--- What you need to do ---
A. Does the Irishfest post support each statement below? Answer yes or no for each, and quote the words from the post that decide it.
(i) The Coronas have had a top 40 song in the US.
(ii) Milwaukee Irishfest always falls on the third weekend of August.
(iii) Danny has said that playing small shows in the states keeps him humble.
B. Answer these questions from the Irishfest post:
(i) What instrument does the post say The Coronas lack?
(ii) Which band does the post compare The Coronas to?
(iii) How does the post describe Milwaukee Irishfest's size?
C. Where does the Irishfest post say The Coronas sell out stadiums? List every place it names.

--- Supplied passage ---
============================================================
Like, The Coronas are proper rockstars across the pond sell out fucking stadiums in Ireland/UK/Europe/Australia but they never had a US top 40 song so then they struggle to fill small clubs stateside and their sets were so sparse at Milwaukee Irishfest because they lack fiddle so they don't seem Irish enough to a lot of fest scene folks even though they're incredibly famous Irish rock artists, it's like calling U2 not Irish enough at Irishfest because they lack fiddle, lol... But Danny has multiple times said that playing shows in the states that are so small keeps him humble, keeps him hungry, and sometimes the shows with the smallest size audiences but the brightest energy excited to see them are some of his favorite shows he's ever played. I haven't seen Aoife since Iowa Irishfest (first weekend of August) and haven't seen Danny or Ro since Milwaukee Irishfest (third weekend of August; it's always third weekend of August -- never make plans with me third weekend of August unless it's to meet me at MKE Irishfest, lol) and closing out the Sunday night session room which was one of THE most magical talent packed rooms of musicians and singer you've ever been crammed into!! (Milwaukee Irishfest is the largest Irish music fest in the world and EVERYBODY comes, even some who aren't playing stages but just want to come to teach or experience or session or scattering -- and it's just some of the most class instrumental playing you'll ever hear with some of the most amazing vocalists singing a song on request and then the whole room singing together when that's what the musicians/soloist ask for on the traditional songs.)
============================================================
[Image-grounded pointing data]
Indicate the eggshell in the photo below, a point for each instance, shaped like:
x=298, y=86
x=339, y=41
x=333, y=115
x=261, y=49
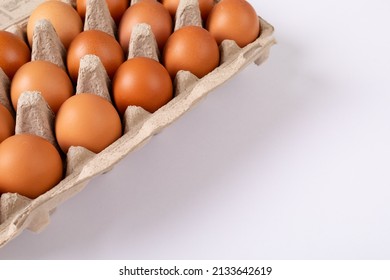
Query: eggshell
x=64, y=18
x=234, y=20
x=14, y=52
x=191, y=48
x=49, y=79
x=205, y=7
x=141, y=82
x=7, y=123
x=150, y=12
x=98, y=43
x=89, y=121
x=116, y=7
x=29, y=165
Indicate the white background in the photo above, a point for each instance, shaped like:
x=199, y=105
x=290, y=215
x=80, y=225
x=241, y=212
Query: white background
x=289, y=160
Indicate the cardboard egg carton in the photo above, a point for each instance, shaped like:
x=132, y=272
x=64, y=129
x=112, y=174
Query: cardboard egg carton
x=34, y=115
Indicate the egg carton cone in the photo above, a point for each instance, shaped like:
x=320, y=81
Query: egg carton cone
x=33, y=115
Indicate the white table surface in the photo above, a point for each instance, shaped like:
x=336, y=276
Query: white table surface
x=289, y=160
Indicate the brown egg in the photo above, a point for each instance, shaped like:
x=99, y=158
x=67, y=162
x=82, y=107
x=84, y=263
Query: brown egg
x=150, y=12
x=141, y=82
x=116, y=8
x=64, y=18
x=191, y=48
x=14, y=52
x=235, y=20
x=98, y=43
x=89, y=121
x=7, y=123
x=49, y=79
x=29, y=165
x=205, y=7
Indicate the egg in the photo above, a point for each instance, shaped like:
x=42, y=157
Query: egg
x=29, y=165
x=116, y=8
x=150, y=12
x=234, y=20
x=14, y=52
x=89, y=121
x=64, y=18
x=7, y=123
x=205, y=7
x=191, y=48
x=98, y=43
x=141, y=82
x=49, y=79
============================================================
--- Outputs by task ---
A.
(i) No: "they never had a US top 40 song"
(ii) Yes: "it's always third weekend of August"
(iii) Yes: "playing shows in the states that are so small keeps him humble"

B.
(i) Fiddle
(ii) U2
(iii) It is the largest Irish music fest in the world.

C. Ireland, UK, Europe, Australia